Everest was piqued because he didn't get the X–I supersonic flights or the XF-92, either. Those assignments came to me directly from the old man. And in late 1949, when Colonel Boyd was promoted to general and moved himself and the entire flight test division out to Muroc, that kind of petty horseshit on the flight line came to a crashing halt. Man, all of us shaped up fast. After being on our own for more than two years, we cringed knowing that the sternest disciplinarian in the entire Air Force was on his way. Fun and games were definitely over. Ridley called me at home the night before the general arrived, kind of stuttering in that high nasal voice: "Chuck, goddamn, I can't find my Air Force tie. It must've burnt with our house. You got an extra?" That damned fire had happened two years earlier.
Hell, we wore any damned thing we wanted, which wasn't very much in summer, with temperatures stuck above one hundred. We nearly forgot how to salute, and sometimes we'd joke and wonder what it was like being in the real Air Force. Well, the old man showed us in a hurry. He came roaring in from Wright Field, ordering Saturday morning inspections, lining up all of us under the baking sun. We had spent hours scraping off two years of corrosion from our belt buckles, polishing those brass buggers until they gleamed. Our shoes were spit-polished, our uniforms so starched and pressed that bread could be sliced on the creases. We had fresh haircuts and close shaves. Christ, we had never looked any better, but the old man put half of us on report. He went up and down the line, scowling, eyeing us from peaked hat to polished toe. A few of the guys began wobbling under the sun and keeled over. The general stepped right over them. He knew damned well what had been going on at Muroc and he just lowered the boom.

**TO DO:** Pick up the account of General Boyd's arrival at Muroc after its last sentence and carry it forward. The records have nothing to do with this account of Muroc.

**PROVIDED MATERIAL:**
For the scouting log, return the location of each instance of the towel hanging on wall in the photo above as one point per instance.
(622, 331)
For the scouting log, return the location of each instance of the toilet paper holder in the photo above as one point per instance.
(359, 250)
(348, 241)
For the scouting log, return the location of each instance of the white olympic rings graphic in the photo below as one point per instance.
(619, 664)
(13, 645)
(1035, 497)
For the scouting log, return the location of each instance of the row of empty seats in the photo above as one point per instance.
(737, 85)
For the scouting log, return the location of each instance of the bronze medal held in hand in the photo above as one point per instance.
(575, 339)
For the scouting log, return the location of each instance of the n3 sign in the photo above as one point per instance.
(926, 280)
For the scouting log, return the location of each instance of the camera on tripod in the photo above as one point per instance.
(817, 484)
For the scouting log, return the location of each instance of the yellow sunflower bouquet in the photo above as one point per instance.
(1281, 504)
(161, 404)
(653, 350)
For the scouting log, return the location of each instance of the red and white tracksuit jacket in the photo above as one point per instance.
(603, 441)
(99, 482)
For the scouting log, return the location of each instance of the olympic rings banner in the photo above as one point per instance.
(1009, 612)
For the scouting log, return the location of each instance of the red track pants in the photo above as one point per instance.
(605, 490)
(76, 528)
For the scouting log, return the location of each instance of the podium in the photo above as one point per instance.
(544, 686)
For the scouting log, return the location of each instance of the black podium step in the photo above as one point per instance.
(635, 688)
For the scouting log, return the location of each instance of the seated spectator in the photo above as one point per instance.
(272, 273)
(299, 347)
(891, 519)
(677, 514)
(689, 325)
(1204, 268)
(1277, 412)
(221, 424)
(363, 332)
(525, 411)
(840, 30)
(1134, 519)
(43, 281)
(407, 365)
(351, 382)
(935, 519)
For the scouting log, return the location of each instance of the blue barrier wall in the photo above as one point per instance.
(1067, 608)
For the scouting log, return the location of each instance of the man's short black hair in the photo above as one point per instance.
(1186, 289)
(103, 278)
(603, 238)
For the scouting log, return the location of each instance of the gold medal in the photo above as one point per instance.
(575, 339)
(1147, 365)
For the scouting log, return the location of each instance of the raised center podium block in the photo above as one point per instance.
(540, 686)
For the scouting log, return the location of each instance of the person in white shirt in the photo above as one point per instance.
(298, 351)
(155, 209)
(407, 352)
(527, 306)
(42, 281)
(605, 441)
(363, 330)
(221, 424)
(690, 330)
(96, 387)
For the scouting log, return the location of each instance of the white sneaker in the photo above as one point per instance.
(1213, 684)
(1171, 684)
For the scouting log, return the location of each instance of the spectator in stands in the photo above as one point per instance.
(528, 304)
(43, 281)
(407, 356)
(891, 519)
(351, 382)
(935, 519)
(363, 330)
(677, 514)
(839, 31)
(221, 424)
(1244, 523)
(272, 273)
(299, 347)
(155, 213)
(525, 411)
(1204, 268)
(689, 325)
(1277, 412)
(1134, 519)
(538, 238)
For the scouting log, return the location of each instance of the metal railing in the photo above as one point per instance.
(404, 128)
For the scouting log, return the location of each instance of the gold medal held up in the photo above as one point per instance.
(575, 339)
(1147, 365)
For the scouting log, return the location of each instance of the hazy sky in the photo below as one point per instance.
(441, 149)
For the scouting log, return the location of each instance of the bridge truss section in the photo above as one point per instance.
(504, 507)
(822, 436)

**WRITTEN RESPONSE:**
Within a year or two, none of us would have recognized the place. We were renamed Edwards Air Force Base in honor of Capt. Glenn Edwards, who was killed testing the Flying Wing, which looked like a boomerang. (Russ Schleeh took over the program; he was taxiing for takeoff when the nose wheel began to shimmy violently. The airplane nosed over, fell apart, and burst into flames. Russ broke his back, but managed to pull his copilot out. He was so damned disgusted with the Flying Wing that he tried to stop the firemen from putting out the flames.) With the change of name, sleepy old Muroc ceased to exist. Edwards became the Free World's center for advanced aviation research that would take us to the edge of space. By the time I left in 1954, there were ten thousand people working at Edwards. So, Muroc was an old-timer's memory, along with unpolished shoes and belt buckles.
General Boyd arrived just as I was finishing my test work on the XF-92. In fact, I checked him out in that airplane. He crawled in the cockpit and said "Now, Chuck, what do I have to do?" I said, "Well I'll tell you, sir, you just go rolling down the runway, and when that airspeed indicator hits 180, you just blow a little on that stick." He laughed, but he later said I was so right, that he never worked any controls so sensitive in his life. "How in hell did you land that thing at 67 mph?" he wanted to know. Obviously he meant that question as a compliment and was very pleased with my test performance, so the last thing that either of us expected was that he would be forced to sign orders sending me back to test pilot's school. But that is exactly what happened, the result of jealousy against me.